[Start of PROVIDED RECORDS]

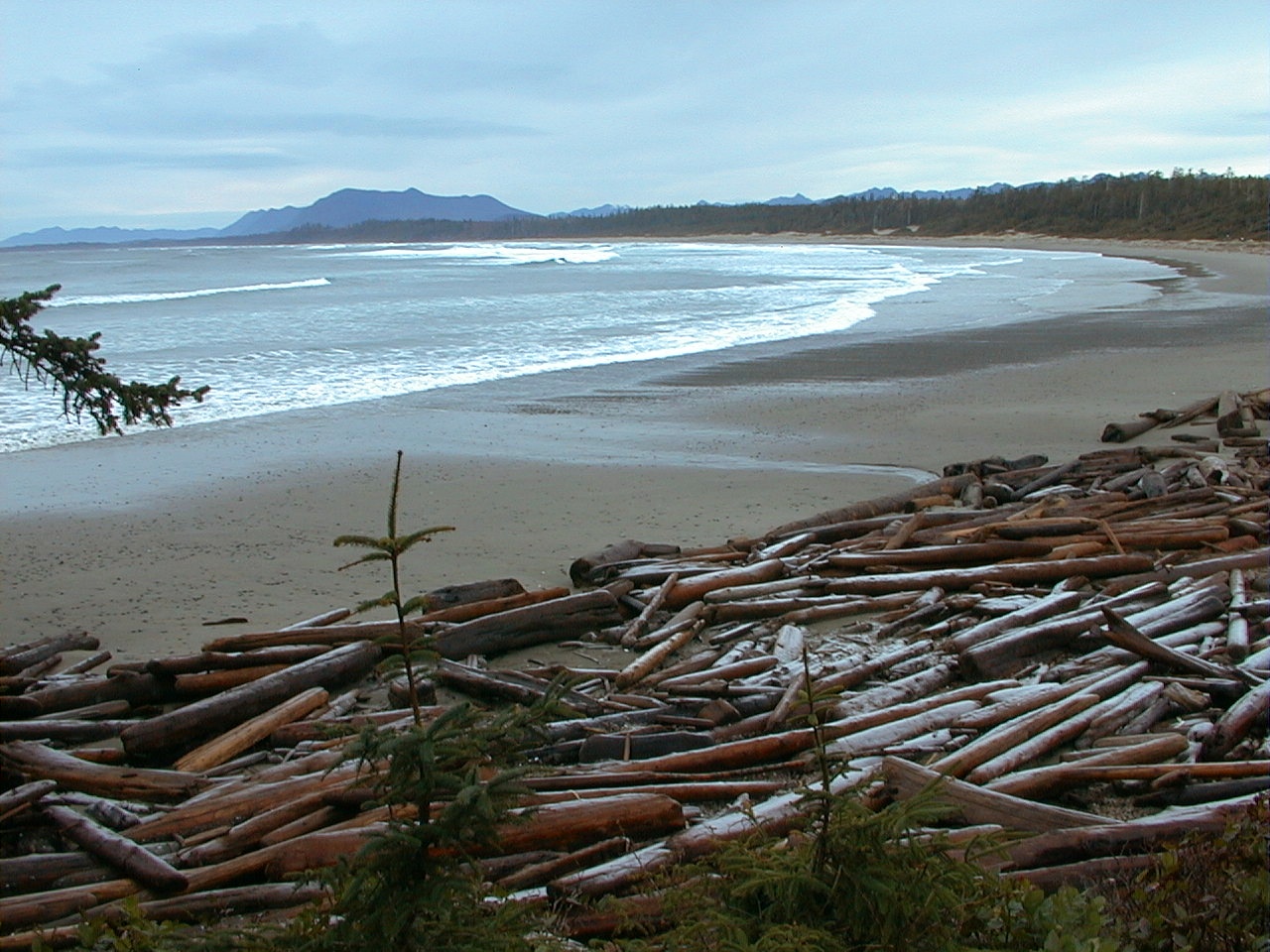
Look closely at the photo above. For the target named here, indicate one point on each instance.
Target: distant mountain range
(352, 206)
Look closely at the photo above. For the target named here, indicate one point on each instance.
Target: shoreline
(238, 521)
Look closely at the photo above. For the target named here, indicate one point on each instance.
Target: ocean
(275, 329)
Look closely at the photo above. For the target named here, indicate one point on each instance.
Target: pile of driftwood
(1075, 652)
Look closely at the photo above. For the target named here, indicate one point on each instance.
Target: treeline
(1184, 204)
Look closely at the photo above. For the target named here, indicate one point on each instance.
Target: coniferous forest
(1184, 204)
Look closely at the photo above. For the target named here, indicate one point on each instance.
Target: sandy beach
(144, 539)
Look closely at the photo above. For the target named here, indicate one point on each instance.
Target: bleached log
(556, 620)
(252, 733)
(879, 506)
(656, 655)
(694, 589)
(225, 805)
(1047, 607)
(878, 739)
(1237, 722)
(639, 625)
(183, 728)
(1064, 847)
(862, 671)
(126, 856)
(1124, 635)
(978, 805)
(40, 762)
(1011, 572)
(1047, 780)
(221, 660)
(1010, 734)
(897, 692)
(965, 553)
(561, 865)
(1047, 740)
(1237, 626)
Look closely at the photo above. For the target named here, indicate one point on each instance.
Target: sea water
(282, 327)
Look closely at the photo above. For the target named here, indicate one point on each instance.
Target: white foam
(71, 299)
(493, 253)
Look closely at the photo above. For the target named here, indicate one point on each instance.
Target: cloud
(566, 103)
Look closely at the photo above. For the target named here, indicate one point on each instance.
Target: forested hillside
(1146, 206)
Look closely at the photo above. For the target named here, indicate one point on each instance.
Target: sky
(186, 113)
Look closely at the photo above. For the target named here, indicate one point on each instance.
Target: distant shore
(143, 539)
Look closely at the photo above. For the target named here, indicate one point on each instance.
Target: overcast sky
(190, 112)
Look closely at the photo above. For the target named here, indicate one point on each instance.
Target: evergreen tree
(71, 366)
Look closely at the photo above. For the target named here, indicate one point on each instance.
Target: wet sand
(145, 538)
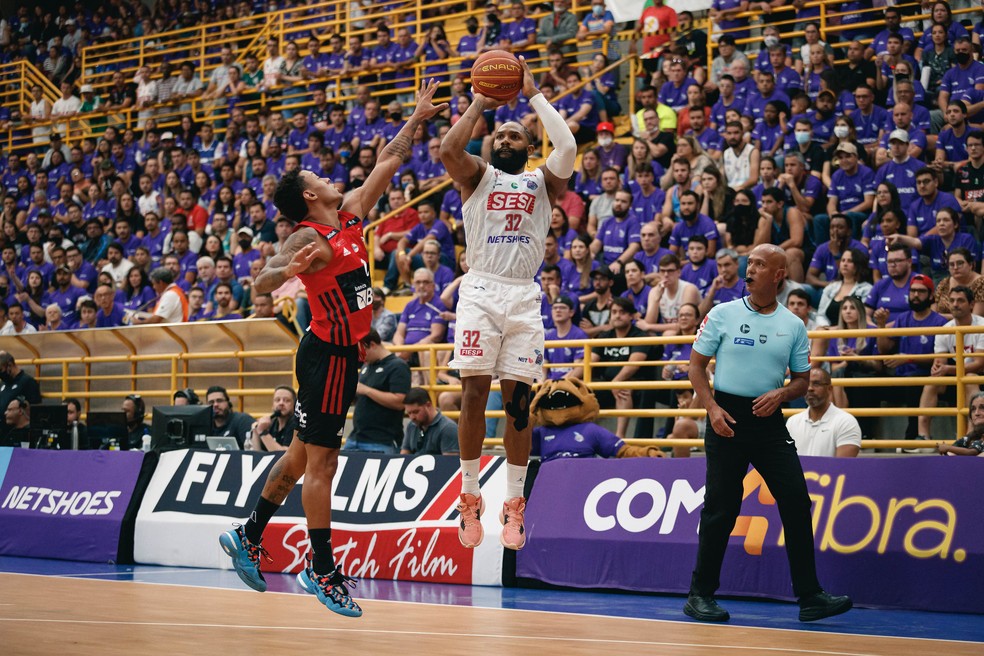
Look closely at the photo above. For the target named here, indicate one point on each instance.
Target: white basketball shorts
(499, 329)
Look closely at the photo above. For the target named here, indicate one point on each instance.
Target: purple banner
(65, 504)
(893, 533)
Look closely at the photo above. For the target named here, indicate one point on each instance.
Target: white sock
(515, 480)
(470, 470)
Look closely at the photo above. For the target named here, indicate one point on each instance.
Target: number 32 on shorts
(470, 343)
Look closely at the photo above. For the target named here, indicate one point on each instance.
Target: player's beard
(513, 163)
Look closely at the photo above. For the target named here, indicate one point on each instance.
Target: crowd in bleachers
(864, 161)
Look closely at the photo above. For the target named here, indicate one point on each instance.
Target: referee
(755, 340)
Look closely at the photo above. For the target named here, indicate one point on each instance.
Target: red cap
(924, 280)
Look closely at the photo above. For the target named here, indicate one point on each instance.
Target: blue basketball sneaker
(330, 590)
(245, 557)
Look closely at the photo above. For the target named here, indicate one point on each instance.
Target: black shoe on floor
(822, 604)
(705, 609)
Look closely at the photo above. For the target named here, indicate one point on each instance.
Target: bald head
(773, 254)
(516, 126)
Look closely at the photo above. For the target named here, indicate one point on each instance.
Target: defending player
(506, 214)
(329, 253)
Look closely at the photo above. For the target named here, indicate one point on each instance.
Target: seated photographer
(187, 396)
(135, 410)
(225, 421)
(275, 431)
(428, 431)
(74, 407)
(17, 417)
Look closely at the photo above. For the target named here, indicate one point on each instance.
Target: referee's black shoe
(705, 609)
(823, 604)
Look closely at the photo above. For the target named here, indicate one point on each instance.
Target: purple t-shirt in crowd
(616, 236)
(903, 176)
(917, 344)
(702, 276)
(828, 263)
(850, 190)
(885, 294)
(923, 215)
(418, 318)
(616, 157)
(939, 253)
(683, 231)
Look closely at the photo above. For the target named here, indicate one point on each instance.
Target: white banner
(393, 517)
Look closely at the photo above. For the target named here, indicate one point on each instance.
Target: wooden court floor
(45, 615)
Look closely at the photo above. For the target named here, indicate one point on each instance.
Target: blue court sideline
(761, 614)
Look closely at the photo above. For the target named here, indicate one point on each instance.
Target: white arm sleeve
(560, 161)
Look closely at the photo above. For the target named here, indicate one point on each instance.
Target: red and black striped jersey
(341, 293)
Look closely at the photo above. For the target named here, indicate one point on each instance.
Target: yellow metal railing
(218, 110)
(102, 366)
(959, 412)
(16, 81)
(829, 22)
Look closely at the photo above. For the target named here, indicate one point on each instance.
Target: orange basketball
(497, 74)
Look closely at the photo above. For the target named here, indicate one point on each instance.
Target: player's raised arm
(559, 166)
(464, 168)
(363, 199)
(299, 252)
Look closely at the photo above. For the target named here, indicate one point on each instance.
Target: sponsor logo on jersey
(504, 200)
(508, 239)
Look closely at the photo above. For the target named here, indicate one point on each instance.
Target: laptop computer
(218, 443)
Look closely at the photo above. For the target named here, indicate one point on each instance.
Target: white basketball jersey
(506, 222)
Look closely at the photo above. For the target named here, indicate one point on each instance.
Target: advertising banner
(65, 504)
(902, 533)
(393, 517)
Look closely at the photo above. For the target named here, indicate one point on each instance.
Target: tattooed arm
(363, 199)
(300, 251)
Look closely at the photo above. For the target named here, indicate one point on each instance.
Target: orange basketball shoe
(470, 531)
(512, 518)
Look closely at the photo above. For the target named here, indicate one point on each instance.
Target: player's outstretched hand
(426, 108)
(302, 259)
(721, 421)
(529, 84)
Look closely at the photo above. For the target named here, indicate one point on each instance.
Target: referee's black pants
(765, 443)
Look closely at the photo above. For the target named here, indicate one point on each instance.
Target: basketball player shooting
(506, 214)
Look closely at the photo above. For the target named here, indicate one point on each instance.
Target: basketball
(497, 74)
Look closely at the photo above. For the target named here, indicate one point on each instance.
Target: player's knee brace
(518, 407)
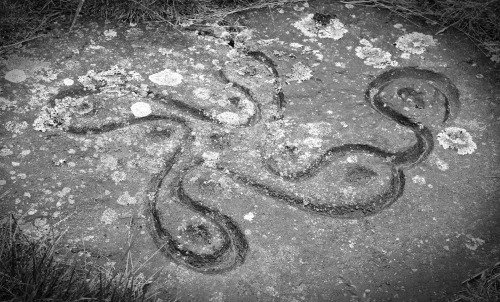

[End of PROVIDED RECORDS]

__AIM__: Pick out every line of the entries above that contains the string "shoe", and copy each one.

__EXERCISE RESPONSE__:
Target: black shoe on floor
Target: referee's black shoe
Target: orange basketball shoe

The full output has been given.